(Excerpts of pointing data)

━━━━━━━━━━━━━━━━━━━━━━━━━━━━━━

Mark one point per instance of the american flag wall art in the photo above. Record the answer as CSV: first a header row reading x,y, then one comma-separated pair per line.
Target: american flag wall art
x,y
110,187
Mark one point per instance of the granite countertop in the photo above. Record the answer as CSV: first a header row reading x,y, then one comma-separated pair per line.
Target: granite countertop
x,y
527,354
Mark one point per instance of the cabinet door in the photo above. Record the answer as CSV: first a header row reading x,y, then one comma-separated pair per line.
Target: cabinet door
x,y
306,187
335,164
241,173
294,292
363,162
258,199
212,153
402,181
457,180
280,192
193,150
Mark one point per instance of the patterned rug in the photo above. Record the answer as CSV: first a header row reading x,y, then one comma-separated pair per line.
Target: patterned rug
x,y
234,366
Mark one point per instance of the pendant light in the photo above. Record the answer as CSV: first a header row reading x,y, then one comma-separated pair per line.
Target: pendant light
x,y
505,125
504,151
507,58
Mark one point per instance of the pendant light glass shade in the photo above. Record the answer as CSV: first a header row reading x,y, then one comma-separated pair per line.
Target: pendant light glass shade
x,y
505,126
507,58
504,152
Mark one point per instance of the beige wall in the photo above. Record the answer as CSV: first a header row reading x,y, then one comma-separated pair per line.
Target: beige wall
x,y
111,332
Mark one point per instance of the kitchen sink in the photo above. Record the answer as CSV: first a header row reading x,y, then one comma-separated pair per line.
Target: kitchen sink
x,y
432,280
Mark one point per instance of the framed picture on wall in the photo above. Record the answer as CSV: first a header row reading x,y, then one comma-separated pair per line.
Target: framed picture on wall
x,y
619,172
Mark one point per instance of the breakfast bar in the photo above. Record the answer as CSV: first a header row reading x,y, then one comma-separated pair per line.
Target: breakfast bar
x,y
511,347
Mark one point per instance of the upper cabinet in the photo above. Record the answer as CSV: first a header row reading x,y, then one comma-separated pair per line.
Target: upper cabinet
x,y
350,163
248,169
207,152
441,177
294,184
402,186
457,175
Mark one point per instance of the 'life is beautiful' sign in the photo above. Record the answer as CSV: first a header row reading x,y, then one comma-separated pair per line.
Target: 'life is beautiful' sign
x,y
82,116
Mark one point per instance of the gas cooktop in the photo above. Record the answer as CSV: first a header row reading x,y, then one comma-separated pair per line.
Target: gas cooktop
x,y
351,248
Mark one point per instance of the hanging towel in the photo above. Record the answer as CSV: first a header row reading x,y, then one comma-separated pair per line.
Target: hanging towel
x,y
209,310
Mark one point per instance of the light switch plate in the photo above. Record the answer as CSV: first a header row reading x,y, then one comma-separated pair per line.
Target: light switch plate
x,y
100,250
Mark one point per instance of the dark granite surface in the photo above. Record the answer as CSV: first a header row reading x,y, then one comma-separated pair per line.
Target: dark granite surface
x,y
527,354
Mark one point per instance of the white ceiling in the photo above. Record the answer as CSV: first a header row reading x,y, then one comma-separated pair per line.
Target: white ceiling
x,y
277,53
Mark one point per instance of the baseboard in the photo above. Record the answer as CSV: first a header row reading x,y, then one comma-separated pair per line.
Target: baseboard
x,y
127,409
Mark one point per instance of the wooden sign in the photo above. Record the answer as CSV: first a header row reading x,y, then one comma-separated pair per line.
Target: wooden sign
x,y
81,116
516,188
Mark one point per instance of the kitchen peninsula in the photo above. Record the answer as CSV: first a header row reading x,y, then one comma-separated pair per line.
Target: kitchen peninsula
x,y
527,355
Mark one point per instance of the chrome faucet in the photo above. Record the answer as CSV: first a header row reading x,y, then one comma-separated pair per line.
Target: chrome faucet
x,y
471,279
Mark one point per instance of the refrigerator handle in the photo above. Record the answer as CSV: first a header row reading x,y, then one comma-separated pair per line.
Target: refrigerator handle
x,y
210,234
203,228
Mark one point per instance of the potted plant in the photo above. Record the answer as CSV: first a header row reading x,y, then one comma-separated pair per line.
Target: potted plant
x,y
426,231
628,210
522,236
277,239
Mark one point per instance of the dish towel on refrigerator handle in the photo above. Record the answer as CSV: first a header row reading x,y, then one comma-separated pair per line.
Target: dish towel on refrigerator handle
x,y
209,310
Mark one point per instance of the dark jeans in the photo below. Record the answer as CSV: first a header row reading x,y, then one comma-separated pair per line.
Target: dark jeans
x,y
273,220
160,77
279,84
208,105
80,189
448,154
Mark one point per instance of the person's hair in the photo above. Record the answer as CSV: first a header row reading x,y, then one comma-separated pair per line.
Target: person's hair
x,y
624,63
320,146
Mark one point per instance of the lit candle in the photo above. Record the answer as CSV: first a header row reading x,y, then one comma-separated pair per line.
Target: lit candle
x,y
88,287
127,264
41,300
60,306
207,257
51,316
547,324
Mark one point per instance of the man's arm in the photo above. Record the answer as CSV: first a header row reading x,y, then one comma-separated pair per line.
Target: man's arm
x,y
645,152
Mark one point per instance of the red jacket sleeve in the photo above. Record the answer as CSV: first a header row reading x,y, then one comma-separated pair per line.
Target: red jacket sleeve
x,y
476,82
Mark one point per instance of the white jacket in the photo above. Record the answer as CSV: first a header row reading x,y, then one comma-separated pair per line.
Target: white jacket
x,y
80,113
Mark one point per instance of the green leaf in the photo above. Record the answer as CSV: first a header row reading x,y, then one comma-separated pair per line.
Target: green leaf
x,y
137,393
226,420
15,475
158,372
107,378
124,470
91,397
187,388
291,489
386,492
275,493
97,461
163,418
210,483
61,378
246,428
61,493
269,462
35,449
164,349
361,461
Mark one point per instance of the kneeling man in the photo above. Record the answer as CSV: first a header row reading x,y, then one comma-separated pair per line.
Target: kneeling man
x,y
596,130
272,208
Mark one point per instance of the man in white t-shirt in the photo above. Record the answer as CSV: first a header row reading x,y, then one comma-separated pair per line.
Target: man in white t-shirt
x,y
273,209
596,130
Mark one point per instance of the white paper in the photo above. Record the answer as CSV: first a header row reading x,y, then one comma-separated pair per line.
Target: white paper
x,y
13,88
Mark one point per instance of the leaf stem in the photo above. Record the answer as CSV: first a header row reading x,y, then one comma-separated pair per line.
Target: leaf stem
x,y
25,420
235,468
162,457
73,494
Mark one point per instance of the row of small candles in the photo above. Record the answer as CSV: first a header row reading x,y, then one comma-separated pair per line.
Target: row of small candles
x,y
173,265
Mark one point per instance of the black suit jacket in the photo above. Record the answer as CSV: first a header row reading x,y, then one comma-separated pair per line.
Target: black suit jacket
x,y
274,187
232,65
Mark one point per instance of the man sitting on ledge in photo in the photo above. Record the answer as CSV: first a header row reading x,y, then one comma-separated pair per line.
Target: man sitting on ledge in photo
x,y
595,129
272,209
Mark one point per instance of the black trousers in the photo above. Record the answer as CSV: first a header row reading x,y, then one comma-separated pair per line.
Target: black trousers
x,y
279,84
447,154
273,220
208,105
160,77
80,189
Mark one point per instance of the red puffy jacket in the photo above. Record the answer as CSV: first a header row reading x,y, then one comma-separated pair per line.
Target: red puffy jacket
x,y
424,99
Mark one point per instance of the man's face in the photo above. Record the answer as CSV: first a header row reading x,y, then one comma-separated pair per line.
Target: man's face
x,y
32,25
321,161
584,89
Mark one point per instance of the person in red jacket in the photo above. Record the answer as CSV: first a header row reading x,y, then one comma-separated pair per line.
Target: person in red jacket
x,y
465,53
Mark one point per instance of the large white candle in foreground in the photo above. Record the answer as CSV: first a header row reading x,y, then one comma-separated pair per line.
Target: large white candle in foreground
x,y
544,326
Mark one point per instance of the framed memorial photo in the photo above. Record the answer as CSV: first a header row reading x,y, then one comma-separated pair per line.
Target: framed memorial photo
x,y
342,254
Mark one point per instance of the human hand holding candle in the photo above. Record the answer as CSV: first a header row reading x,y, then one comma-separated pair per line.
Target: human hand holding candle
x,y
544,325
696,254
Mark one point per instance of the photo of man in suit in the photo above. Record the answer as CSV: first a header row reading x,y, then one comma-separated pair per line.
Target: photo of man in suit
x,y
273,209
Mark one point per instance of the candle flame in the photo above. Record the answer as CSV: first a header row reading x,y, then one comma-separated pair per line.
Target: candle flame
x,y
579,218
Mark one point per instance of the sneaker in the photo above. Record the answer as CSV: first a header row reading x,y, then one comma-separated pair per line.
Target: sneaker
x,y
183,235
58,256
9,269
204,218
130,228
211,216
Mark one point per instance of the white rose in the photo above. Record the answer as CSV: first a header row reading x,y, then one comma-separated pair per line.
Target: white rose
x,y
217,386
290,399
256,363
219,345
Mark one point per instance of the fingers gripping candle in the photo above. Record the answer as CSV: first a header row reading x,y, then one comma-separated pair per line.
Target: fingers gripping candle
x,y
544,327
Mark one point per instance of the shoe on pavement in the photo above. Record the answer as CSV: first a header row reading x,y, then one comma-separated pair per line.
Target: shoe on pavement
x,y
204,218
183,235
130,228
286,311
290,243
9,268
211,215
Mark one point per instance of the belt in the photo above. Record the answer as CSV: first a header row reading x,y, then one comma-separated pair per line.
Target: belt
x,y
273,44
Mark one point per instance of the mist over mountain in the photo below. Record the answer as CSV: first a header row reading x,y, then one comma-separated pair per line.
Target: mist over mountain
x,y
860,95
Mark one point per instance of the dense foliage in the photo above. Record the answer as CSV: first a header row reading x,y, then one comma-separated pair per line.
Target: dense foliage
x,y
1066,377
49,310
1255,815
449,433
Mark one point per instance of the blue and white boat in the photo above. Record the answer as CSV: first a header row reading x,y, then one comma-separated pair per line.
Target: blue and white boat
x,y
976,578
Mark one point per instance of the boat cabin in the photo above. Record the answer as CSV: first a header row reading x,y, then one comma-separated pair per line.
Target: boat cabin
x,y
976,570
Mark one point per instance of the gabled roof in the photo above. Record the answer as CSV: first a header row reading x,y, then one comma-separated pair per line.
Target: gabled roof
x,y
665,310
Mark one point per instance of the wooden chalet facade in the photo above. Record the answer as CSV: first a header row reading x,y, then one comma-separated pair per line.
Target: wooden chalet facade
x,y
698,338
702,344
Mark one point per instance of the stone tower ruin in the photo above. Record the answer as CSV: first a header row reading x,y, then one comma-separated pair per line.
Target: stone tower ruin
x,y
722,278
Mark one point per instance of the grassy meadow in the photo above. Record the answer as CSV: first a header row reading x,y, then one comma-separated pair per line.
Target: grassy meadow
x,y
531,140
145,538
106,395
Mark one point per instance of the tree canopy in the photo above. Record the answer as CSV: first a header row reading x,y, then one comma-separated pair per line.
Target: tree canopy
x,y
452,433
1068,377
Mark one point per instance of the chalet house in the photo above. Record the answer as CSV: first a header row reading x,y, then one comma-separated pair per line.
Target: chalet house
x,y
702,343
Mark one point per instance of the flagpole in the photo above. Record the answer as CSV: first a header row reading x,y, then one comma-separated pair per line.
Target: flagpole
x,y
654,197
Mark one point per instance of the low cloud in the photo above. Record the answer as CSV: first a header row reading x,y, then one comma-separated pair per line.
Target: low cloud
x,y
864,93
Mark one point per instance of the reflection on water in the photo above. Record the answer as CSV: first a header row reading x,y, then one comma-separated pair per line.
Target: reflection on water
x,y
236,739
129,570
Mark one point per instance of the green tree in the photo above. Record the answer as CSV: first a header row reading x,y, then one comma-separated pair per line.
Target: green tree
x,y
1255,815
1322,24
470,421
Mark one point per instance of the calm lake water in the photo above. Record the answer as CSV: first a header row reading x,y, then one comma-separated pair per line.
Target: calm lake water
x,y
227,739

━━━━━━━━━━━━━━━━━━━━━━━━━━━━━━

▶ [STATED GOAL]: Return the lines from the line containing "Mark one point per instance of the reflection" to the end of the entries above, exactly as they appear and with no other output.

▶ [THE COMPLETED TASK]:
Mark one point per instance of the reflection on water in the photo above. Record the answer as CSV: first a header row reading x,y, then one comma-separated pair per line.
Target: reflection on water
x,y
236,739
129,570
Mark one point per instance of the green tree in the photo above. Record the answer as CSV: first a header row reading x,y, then one comma-separated pair per line.
Target: green tree
x,y
1255,815
1322,24
470,421
Mark one point per instance of the calm lake water in the photo above. Record the answer as CSV: first a header row reading x,y, then one comma-separated pair per line.
Target: calm lake water
x,y
227,739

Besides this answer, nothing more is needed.